* [Entries provided]
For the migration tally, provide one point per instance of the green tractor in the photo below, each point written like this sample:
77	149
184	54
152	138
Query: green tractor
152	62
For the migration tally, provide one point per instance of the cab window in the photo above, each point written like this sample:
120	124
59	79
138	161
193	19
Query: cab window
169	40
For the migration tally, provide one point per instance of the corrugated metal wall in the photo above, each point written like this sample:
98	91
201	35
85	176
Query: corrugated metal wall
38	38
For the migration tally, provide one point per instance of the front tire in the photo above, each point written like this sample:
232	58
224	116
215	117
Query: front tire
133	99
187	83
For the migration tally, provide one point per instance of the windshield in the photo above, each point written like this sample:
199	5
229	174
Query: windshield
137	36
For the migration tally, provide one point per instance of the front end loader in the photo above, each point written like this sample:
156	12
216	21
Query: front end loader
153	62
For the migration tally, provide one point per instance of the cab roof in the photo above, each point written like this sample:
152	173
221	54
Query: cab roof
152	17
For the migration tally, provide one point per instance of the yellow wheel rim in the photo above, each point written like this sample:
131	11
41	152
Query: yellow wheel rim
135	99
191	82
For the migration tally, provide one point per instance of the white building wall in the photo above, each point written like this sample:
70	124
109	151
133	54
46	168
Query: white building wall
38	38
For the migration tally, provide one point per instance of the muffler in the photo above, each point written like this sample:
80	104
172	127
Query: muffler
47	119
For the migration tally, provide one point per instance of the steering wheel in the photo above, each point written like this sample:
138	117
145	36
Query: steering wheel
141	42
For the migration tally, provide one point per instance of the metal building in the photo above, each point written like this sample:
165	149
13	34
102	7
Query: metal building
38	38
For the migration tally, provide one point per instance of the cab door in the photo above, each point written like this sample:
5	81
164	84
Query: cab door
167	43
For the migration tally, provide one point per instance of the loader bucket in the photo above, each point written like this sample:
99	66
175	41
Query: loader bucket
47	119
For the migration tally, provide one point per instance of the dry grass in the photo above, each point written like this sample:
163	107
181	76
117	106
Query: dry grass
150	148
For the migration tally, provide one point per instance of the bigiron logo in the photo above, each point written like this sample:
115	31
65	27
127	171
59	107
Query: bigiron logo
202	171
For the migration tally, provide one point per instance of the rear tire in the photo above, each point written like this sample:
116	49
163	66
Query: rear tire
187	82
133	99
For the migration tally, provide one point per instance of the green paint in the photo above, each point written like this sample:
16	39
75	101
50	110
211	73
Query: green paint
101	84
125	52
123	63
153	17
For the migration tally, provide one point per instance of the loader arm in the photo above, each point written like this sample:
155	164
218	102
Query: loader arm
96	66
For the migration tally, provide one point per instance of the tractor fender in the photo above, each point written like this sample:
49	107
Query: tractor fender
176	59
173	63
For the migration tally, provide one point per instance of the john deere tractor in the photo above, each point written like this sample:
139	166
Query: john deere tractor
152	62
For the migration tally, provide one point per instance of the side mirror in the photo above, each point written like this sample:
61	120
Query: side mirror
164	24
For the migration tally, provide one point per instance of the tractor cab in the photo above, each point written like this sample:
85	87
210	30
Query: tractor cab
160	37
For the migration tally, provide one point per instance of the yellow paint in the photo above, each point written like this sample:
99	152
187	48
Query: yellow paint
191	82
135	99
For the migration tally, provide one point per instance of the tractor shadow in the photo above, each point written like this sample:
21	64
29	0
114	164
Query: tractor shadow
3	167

* [Instructions to follow] Arrange all the records above as a numbered list with one line per entry, leaving out any blank lines.

* [Exercise result]
1. For the migration tally, provide one point per instance of the green tractor in the photo below, each point written like this sample:
2. 77	149
3. 184	54
4. 152	138
5. Query: green tractor
6. 152	62
7. For the migration tally, provide one point per instance of the cab window in the photo above, each point written like this sample:
8. 120	124
9. 59	79
10. 138	161
11. 193	19
12. Query: cab window
13. 169	40
14. For the migration tally, provide one point per instance of the corrugated metal wall in the photo above, each point written like this sample:
15. 98	91
16. 201	35
17. 85	176
18. Query: corrugated metal wall
19. 38	38
20. For the migration tally, provide one point per instance of the front tire in the photo above, each point written like this sample:
21. 232	58
22. 224	116
23. 215	117
24. Query: front tire
25. 133	99
26. 187	83
27. For the migration tally, provide one point per instance of the windshield in the photo above, each point written like this sample:
28. 199	5
29. 229	174
30. Query: windshield
31. 137	36
32. For the migration tally, provide one point per instance of the front end loader in the photo above, each point written like this sample:
33. 156	12
34. 216	21
35. Query: front end loader
36. 153	62
37. For the migration tally, provide one point per instance of the cab roof in the photo above, each point written like this sample:
38. 152	173
39. 221	54
40. Query: cab roof
41. 152	17
42. For the migration tally, provide one point per instance of the yellow wheel rim in the photo above, each point written like this sample:
43. 131	11
44. 41	152
45. Query: yellow wheel rim
46. 135	99
47. 191	82
48. For the migration tally, provide one point per instance of the white building wall in the photo above, each point written like this sample:
49. 70	124
50. 109	151
51. 133	54
52. 46	168
53. Query: white building wall
54. 38	38
55. For the migration tally, provide one point per instance of the muffler in the photo above, each point written like this sample:
56. 80	104
57. 172	127
58. Query: muffler
59. 47	119
60. For the migration tally, provide one point per instance of the steering wheel in the photo above, each point written like this sample:
61. 138	117
62. 145	36
63. Query: steering wheel
64. 141	42
65. For the migration tally, provide one point per instance of the metal building in the photo above, each point written like this sample:
66. 165	149
67. 13	34
68. 102	7
69. Query: metal building
70. 38	38
71. For the migration tally, provide one point per instance of the cab door in the photo above, each point written like this sample:
72. 5	81
73. 164	84
74. Query: cab door
75. 167	43
76. For the migration tally, provide one point per instance of the loader bucket in the photo above, each point written like this sample:
77. 99	66
78. 175	41
79. Query: loader bucket
80. 47	119
81. For the migration tally, provide one point per instance of the dry grass in the photo above, each point written like this sample:
82. 163	107
83. 181	76
84. 117	106
85. Query: dry grass
86. 150	148
87. For the migration tally, provide one point per instance of the bigiron logo in the photo above, each point written like this sample:
88. 115	31
89. 65	27
90. 127	171
91. 59	107
92. Query: bigiron logo
93. 202	171
94. For the migration tally, provide one point per instance of the rear tire in the photo above, each point written like this sample:
95. 116	49
96. 163	66
97. Query: rear tire
98. 187	82
99. 133	99
100. For the migration tally, provide one point per instance of the green paint in the photo above, each point written like this sample:
101. 16	39
102. 75	101
103. 50	110
104. 211	73
105. Query: green paint
106. 101	84
107. 125	52
108. 123	63
109. 153	17
110. For the migration tally, provide one point per instance of the loader arm in the photo above, each point written like this sample:
111. 155	164
112. 218	102
113. Query: loader arm
114. 96	66
115. For the migration tally, provide one point per instance of the tractor fender in the photo above, each point written like this sample:
116. 49	107
117. Query: tractor fender
118. 176	59
119. 173	63
120. For the migration tally, provide one point per instance of the john deere tractor in the photo above, each point written like this sample:
121. 139	166
122. Query: john deere tractor
123. 152	62
124. For the migration tally, provide one point per instance of the side mirror in the photo above, each point written like this sample:
125. 61	120
126. Query: side mirror
127. 164	24
128. For the migration tally, provide one point per instance of the tractor cab in the photo above, each point written like this sample:
129. 85	87
130. 210	30
131. Query: tractor cab
132. 160	37
133. For the migration tally, provide one point per instance of the yellow paint in the photo above, each point written like this sample:
134. 99	152
135. 187	48
136. Query: yellow paint
137. 191	82
138. 135	99
139. For the migration tally, provide one point per instance of the tractor shadow in the photo above, each point written like this sample:
140. 21	64
141. 29	0
142. 114	164
143. Query: tractor shadow
144. 3	167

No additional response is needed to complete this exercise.